Given task:
Print the records below exactly as they appear.

Excerpted records:
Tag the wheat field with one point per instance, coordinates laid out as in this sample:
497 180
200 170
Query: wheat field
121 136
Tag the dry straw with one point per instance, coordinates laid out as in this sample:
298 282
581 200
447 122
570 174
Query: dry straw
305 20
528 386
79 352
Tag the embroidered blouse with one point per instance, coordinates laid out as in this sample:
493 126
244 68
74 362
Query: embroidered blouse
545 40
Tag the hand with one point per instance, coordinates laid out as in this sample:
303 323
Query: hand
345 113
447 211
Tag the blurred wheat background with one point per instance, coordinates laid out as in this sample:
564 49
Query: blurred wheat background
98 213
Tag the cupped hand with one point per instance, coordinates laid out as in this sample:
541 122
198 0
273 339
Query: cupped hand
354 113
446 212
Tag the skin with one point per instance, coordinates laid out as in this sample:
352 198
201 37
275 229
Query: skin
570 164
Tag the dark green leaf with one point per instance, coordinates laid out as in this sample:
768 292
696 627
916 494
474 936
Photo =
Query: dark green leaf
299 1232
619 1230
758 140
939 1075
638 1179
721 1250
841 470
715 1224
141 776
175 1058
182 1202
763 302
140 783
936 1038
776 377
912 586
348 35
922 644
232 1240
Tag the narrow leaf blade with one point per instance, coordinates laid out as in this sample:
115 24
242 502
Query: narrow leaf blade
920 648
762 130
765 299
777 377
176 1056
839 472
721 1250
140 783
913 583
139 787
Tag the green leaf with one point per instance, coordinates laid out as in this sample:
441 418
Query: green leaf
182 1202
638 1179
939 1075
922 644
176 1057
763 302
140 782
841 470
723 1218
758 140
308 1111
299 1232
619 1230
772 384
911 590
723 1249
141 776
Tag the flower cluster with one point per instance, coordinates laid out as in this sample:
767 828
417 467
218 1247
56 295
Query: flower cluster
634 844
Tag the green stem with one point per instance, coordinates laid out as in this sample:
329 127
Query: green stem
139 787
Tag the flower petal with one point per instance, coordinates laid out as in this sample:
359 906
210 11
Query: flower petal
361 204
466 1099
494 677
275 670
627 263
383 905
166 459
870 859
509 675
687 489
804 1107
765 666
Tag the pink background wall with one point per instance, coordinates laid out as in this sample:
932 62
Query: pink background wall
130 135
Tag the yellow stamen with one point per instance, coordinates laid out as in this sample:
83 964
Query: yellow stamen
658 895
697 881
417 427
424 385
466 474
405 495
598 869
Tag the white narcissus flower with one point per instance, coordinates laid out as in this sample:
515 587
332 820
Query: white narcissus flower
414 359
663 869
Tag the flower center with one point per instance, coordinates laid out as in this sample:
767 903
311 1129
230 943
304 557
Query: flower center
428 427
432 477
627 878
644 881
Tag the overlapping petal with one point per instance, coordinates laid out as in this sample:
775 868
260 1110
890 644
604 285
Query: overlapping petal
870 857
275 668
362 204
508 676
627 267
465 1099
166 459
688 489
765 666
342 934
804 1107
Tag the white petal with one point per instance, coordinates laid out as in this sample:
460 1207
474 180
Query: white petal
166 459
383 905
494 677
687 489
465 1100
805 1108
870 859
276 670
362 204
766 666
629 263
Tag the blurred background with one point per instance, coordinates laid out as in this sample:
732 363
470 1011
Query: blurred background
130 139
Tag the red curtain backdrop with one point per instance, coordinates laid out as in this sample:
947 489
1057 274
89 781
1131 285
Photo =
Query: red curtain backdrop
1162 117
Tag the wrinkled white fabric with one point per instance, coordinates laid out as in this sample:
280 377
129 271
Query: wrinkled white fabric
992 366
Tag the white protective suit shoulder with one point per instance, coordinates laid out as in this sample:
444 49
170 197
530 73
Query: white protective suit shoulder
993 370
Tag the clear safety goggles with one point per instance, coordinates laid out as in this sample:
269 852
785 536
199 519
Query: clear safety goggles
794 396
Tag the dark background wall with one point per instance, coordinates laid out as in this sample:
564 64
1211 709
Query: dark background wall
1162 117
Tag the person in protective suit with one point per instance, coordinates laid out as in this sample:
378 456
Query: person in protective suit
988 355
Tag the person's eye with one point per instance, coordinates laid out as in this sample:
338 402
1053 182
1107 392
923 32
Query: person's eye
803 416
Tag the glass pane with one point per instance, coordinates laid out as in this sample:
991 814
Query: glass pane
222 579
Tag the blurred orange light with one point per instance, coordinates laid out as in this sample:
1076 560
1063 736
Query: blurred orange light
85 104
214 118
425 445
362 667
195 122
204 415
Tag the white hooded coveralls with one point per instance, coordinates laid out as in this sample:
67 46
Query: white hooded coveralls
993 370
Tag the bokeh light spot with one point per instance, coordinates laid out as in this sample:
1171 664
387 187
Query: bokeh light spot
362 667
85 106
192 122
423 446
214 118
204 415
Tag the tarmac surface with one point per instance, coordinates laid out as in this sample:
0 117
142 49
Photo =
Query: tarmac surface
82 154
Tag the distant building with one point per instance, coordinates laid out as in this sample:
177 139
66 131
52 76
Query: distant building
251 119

Task response:
Tag the wheat field with one point per instance, coordinates laid out as in this sample:
497 180
200 170
Query: wheat field
121 136
Tag the dry straw with one point per instance, coordinates laid out as in this sample:
298 282
581 200
447 122
570 174
Query: dry straw
305 20
528 386
79 352
Tag the embroidered blouse with one point per instance, coordinates laid out as in this sample:
493 126
244 68
74 362
Query: embroidered blouse
545 40
Tag the hand with one point per instance, coordinates laid out as in this sample:
303 323
Query: hand
345 113
447 211
Tag the blurred wheat background with one point per instance, coordinates laid out as in this sample:
564 49
Query: blurred wheat background
98 213
Tag the cupped hand with one point per instance, coordinates laid out as in this sample:
541 122
198 0
273 339
Query: cupped hand
354 113
446 212
Tag the skin with one point per instance, coordinates laid out as in this sample:
352 198
201 37
275 229
Query: skin
570 164
Tag the dark green leaf with one point per instance, coordinates laid out as in this sample:
768 292
696 627
916 494
474 936
Photo =
Query: dark green leaf
299 1232
619 1230
758 140
939 1075
638 1179
721 1250
841 470
715 1224
141 776
175 1058
182 1202
763 302
140 783
936 1038
776 377
912 586
348 35
922 644
232 1240
Tag the narrow leaf blade with one point per instance, coordinates laid out as in this sample:
115 24
242 502
Query: narrow leaf blade
920 648
762 130
765 299
777 377
176 1056
839 472
721 1250
140 783
913 583
139 787
Tag the green leaf with one point per instance, coordinates laid out as in this sample:
441 418
Query: green leaf
182 1202
638 1179
939 1075
922 644
176 1057
763 302
140 782
841 470
723 1218
758 140
308 1111
299 1232
619 1230
772 384
911 590
723 1249
141 776
Tag the flower cluster with one point per instance, coordinates laid out as in this sample:
767 828
417 467
218 1247
56 295
Query: flower cluster
634 844
Tag the green stem with one point per instance, coordinates laid out as in this sample:
329 127
Query: green stem
139 787
Tag the flower petal with one point per instance, coordinates laid out as in this sample:
359 906
210 11
Query: flower petal
361 204
466 1099
494 677
275 670
627 263
383 905
166 459
870 859
509 675
687 489
804 1107
765 666
Tag the pink background wall with one point per instance, coordinates laid out as in this sample:
932 62
Query: pink background wall
130 135
Tag the yellow stamen with one point per instance, coordinates laid out as in this sample:
83 964
Query: yellow stamen
658 895
697 881
417 427
424 385
466 474
405 495
598 869
Tag the white narcissus flower with one point per instance, coordinates laid out as in this sample:
515 587
332 820
Query: white narcissus flower
414 359
663 869
Tag the flower center with one point per instance, coordinates laid out as in this sample:
767 903
311 1129
230 943
304 557
Query: flower center
428 427
432 477
627 878
644 881
Tag the overlapping petal with one point per instance, coordinates laid out as in this sample:
775 868
260 1110
890 644
604 285
Query: overlapping petal
870 857
275 668
362 204
508 676
627 267
465 1099
166 459
688 489
765 666
342 934
804 1107
Tag the white petal with one point per instance, coordinates laid out as in this sample:
460 1207
474 180
Query: white petal
166 459
383 905
494 677
687 489
465 1100
805 1108
870 859
276 670
362 204
766 666
629 263
Tag the blurred background with one point per instance, coordinates laid out as in this sample:
732 363
470 1011
Query: blurred background
130 139
Tag the red curtain backdrop with one point per instance, coordinates laid out as in this sample:
947 489
1057 274
89 781
1131 285
Photo =
Query: red curtain backdrop
1162 117
Tag the wrinkled white fabric with one point per instance, coordinates laid out as in this sample:
280 377
129 271
Query: wrinkled white fabric
992 366
Tag the white protective suit shoulder with one point per instance, coordinates laid out as in this sample:
444 49
170 197
530 73
Query: white protective suit shoulder
993 370
Tag the clear safety goggles with one point per instance, coordinates laid out as in this sample:
269 852
785 536
199 519
Query: clear safety goggles
794 396
Tag the dark background wall with one point per instance, coordinates laid out as in this sample:
564 64
1211 709
Query: dark background wall
1162 117
Tag the person in protective suit with one point per instance, coordinates laid out as in this sample:
378 456
Query: person in protective suit
988 355
Tag the person's eye with one point per instance, coordinates laid out as in this sample:
338 402
1053 182
1107 392
923 32
Query: person's eye
803 416
Tag the glass pane with one point per instance, coordinates laid out as in this sample:
991 814
Query: glass pane
222 579
Tag the blurred orange light with one point per instance, coordinates laid out as in this sample:
1076 560
1063 736
Query: blurred orange light
85 104
214 118
425 445
362 667
195 122
204 415
Tag the white hooded coveralls with one point per instance, coordinates laid out as in this sample:
67 46
Query: white hooded coveralls
993 370
Tag the bokeh light spot with one point per instance, coordinates laid out as in this sample:
1171 664
387 187
Query: bokeh light spot
362 667
85 106
192 122
423 446
214 118
204 415
Tag the tarmac surface with one point per instance, coordinates laid out as in this sample:
0 117
142 49
Photo =
Query: tarmac surface
82 154
Tag the distant building with one point per instance, coordinates laid out as in this sample:
177 139
66 131
52 76
Query: distant building
251 119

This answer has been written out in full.